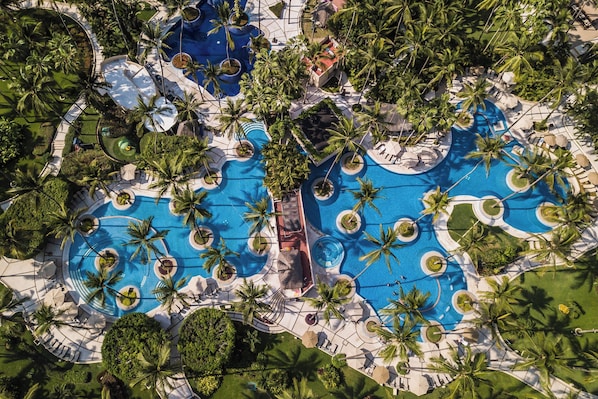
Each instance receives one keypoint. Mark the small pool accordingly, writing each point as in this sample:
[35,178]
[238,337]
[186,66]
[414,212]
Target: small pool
[328,252]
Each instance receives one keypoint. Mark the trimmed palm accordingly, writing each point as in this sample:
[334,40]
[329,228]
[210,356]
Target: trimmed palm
[328,301]
[250,304]
[216,256]
[385,244]
[259,215]
[468,372]
[155,370]
[410,304]
[168,293]
[100,284]
[189,203]
[400,340]
[144,238]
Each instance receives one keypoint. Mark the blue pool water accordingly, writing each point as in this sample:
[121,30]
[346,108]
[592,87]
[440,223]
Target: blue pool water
[203,47]
[242,182]
[402,198]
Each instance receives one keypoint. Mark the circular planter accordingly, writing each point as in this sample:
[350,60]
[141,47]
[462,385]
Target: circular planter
[100,260]
[544,214]
[211,179]
[128,298]
[463,302]
[402,227]
[88,224]
[433,332]
[193,241]
[181,60]
[260,248]
[244,150]
[352,168]
[165,267]
[123,200]
[515,183]
[231,69]
[465,120]
[322,194]
[433,263]
[346,217]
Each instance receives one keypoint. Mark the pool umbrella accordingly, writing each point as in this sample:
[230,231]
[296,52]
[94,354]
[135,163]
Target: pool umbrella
[381,374]
[127,172]
[550,139]
[309,339]
[54,297]
[561,141]
[582,160]
[48,269]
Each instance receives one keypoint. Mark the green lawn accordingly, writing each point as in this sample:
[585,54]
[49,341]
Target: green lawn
[542,293]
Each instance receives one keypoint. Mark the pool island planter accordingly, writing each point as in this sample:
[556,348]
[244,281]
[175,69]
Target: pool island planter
[407,230]
[107,259]
[463,302]
[322,189]
[123,200]
[352,164]
[196,241]
[128,297]
[348,222]
[88,224]
[433,263]
[165,267]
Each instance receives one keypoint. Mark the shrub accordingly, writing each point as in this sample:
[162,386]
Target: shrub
[206,341]
[330,376]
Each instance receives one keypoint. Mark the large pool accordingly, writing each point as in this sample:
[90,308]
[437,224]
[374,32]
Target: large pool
[242,182]
[402,198]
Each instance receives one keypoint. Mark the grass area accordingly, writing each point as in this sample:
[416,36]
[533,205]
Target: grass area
[542,292]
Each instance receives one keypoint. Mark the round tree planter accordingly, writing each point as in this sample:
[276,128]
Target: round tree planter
[207,232]
[433,263]
[463,302]
[345,217]
[322,193]
[403,227]
[88,224]
[123,200]
[165,267]
[128,298]
[99,261]
[352,168]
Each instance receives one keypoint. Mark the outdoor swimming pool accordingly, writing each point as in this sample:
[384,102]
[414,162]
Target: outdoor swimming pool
[242,182]
[402,198]
[203,47]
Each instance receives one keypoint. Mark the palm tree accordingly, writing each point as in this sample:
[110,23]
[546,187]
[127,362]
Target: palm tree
[329,300]
[384,248]
[189,203]
[259,215]
[435,203]
[400,340]
[410,304]
[468,371]
[366,195]
[45,318]
[250,304]
[168,292]
[144,243]
[170,174]
[100,284]
[216,256]
[155,370]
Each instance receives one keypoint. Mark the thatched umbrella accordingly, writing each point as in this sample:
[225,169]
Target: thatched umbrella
[309,339]
[582,160]
[381,374]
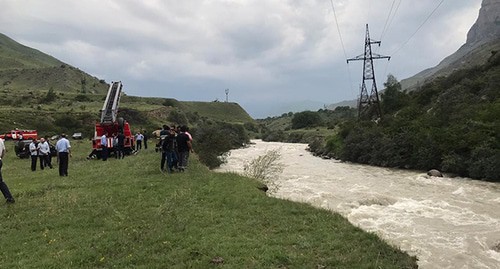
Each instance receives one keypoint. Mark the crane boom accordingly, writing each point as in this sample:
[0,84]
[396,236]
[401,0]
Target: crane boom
[109,110]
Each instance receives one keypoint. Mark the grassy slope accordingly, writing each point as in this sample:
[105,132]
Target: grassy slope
[27,75]
[15,55]
[126,214]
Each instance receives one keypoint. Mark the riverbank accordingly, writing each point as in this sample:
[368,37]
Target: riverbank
[445,222]
[126,214]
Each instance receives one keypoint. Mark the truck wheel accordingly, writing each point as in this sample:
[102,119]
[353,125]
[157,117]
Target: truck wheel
[121,123]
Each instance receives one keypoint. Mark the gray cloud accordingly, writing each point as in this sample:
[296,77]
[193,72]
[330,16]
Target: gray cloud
[266,52]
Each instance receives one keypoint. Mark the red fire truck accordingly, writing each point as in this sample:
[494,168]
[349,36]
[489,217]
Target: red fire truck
[20,135]
[110,124]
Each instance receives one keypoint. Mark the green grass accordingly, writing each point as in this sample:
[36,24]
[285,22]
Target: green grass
[126,214]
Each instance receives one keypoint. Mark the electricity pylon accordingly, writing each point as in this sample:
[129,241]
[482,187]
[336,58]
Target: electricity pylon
[369,104]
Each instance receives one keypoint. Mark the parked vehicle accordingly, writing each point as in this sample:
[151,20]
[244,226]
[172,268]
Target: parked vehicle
[111,125]
[20,135]
[22,148]
[77,136]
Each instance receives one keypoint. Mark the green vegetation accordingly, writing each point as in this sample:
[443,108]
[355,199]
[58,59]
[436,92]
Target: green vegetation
[40,92]
[451,124]
[126,214]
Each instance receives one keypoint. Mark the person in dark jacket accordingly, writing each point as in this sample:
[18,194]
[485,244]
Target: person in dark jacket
[3,187]
[168,148]
[184,147]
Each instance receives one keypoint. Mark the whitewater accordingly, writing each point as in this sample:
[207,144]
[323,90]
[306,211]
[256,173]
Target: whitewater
[445,222]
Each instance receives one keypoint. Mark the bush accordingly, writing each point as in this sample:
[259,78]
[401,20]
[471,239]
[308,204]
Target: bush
[306,119]
[212,141]
[265,169]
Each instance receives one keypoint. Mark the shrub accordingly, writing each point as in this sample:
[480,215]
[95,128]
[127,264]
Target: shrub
[306,119]
[265,168]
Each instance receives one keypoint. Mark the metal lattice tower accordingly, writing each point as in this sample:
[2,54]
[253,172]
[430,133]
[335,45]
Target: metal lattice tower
[369,103]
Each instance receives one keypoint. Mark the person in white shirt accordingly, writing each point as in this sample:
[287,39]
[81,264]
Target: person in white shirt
[3,187]
[34,153]
[63,149]
[44,152]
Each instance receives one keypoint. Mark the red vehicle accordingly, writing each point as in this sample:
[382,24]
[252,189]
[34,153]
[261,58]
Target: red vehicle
[20,135]
[110,124]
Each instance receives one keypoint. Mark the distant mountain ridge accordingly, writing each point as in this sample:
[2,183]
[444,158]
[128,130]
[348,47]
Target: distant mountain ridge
[24,69]
[14,55]
[483,39]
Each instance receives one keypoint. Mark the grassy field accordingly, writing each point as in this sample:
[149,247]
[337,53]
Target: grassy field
[126,214]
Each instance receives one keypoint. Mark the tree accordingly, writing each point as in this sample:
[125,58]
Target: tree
[392,97]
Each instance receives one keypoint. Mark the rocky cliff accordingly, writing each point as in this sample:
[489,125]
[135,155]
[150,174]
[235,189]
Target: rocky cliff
[483,39]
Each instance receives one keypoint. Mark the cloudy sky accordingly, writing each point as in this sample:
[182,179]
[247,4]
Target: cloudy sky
[270,54]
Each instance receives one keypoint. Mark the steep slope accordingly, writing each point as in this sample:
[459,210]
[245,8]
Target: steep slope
[43,93]
[23,69]
[16,56]
[483,39]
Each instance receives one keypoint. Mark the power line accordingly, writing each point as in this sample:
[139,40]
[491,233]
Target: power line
[338,29]
[387,20]
[390,19]
[342,42]
[426,19]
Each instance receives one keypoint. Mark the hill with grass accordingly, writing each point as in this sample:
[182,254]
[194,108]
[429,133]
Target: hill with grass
[40,92]
[124,213]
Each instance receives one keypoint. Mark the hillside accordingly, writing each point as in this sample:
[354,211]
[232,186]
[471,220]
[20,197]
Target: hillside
[483,39]
[43,93]
[451,124]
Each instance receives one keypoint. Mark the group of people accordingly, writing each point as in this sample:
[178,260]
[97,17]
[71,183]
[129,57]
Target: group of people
[139,138]
[39,149]
[175,145]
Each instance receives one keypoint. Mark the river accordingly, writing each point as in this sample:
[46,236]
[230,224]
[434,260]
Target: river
[446,222]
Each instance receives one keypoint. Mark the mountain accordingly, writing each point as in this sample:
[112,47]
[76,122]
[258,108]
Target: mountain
[483,39]
[24,69]
[41,92]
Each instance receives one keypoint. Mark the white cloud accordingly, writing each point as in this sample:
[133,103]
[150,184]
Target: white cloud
[281,50]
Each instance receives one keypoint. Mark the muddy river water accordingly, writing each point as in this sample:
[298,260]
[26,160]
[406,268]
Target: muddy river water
[445,222]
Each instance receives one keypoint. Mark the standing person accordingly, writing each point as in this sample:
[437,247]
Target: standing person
[34,153]
[120,144]
[183,147]
[3,187]
[44,152]
[63,149]
[168,146]
[48,161]
[145,139]
[138,140]
[104,147]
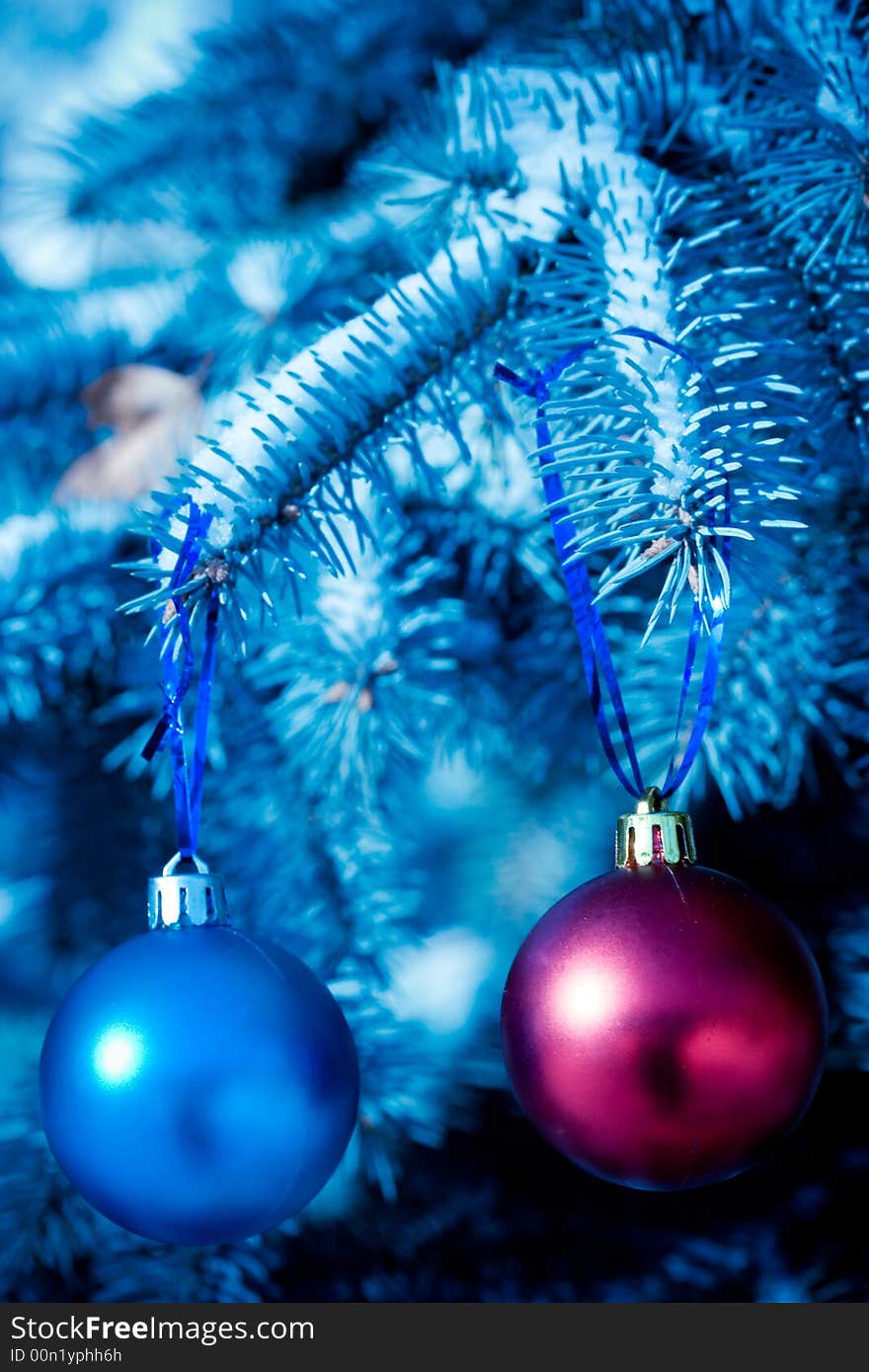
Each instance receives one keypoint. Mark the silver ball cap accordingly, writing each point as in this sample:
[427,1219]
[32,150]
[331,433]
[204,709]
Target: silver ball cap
[186,893]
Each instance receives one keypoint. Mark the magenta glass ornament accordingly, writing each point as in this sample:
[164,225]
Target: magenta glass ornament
[664,1026]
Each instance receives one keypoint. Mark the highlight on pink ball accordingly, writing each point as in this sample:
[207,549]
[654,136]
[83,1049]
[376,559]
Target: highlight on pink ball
[664,1027]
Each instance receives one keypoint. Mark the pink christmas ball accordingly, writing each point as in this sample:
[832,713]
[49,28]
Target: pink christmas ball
[664,1026]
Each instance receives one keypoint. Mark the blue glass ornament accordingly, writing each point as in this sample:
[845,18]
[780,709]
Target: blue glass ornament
[198,1086]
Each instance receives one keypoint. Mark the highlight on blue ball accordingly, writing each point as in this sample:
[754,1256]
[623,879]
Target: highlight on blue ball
[198,1086]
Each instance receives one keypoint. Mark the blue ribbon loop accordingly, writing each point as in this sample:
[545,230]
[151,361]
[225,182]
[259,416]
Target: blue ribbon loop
[187,784]
[600,672]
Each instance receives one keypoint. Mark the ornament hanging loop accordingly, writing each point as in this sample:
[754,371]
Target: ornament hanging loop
[186,893]
[654,836]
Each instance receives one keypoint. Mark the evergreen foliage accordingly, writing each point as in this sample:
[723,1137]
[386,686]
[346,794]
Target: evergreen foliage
[333,222]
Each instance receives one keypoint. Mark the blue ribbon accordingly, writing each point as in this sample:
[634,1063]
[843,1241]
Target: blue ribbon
[600,672]
[187,784]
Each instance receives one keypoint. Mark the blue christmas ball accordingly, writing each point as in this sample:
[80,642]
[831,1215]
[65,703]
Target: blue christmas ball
[198,1086]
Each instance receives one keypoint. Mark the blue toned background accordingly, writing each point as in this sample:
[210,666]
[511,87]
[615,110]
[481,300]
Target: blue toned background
[200,203]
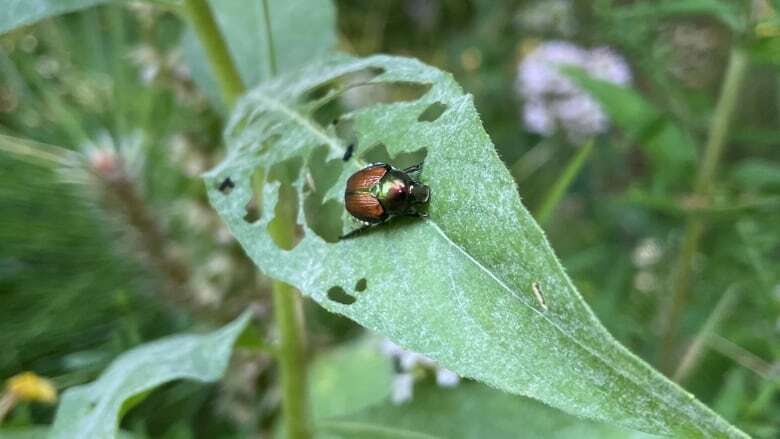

--------------------

• _TASK INSTRUCTIONS_
List each line of the records above that contains the string "umbrella", copying every such line in full.

• _RESPONSE TO THIS TASK_
Each instance receives one keypoint. Mark the pool umbrella accordingly, writing each point as in this sample:
Target: pool umbrella
Each instance receives one keypoint. Mark the thatched umbrella accordingly, writing each point as in this sample:
Target: thatched umbrella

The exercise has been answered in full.